- [ACTIVITY] Arrange as a numbered list, omitting blank lines, the lines from the one containing "</instance>" through the one containing "rough mask: <svg", and no others.

- [RECORD EXTRACTS]
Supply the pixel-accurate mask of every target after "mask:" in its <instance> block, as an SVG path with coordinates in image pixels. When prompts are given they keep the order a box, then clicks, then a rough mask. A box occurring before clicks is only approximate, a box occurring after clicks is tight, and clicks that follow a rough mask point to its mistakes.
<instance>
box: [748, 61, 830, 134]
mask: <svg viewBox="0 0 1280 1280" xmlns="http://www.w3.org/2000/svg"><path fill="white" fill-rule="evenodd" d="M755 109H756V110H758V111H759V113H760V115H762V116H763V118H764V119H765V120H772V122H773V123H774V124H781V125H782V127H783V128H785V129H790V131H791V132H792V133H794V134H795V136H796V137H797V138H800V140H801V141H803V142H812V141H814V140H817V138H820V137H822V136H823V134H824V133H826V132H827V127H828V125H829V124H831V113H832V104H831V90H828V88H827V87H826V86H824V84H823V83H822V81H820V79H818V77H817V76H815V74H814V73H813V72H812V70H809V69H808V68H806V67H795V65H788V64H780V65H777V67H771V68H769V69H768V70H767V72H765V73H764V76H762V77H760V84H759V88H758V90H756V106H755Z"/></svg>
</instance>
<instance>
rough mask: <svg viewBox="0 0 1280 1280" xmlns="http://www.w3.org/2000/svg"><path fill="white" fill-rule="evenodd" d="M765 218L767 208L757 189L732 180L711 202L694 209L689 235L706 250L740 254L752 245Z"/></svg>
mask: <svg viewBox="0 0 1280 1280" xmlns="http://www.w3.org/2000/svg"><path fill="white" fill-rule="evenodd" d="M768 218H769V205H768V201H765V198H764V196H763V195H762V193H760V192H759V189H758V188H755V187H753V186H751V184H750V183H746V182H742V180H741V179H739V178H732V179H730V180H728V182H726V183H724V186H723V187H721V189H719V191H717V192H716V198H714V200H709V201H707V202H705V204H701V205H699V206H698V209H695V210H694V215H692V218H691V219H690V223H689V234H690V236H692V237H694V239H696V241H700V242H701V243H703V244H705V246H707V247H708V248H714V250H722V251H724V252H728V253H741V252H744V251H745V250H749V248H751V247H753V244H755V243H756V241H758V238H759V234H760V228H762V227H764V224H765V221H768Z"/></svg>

- [OUTPUT FOR THIS EXERCISE]
1. </instance>
2. <instance>
3. rough mask: <svg viewBox="0 0 1280 1280" xmlns="http://www.w3.org/2000/svg"><path fill="white" fill-rule="evenodd" d="M765 218L767 208L757 189L732 180L711 202L694 209L689 235L706 250L740 254L752 245Z"/></svg>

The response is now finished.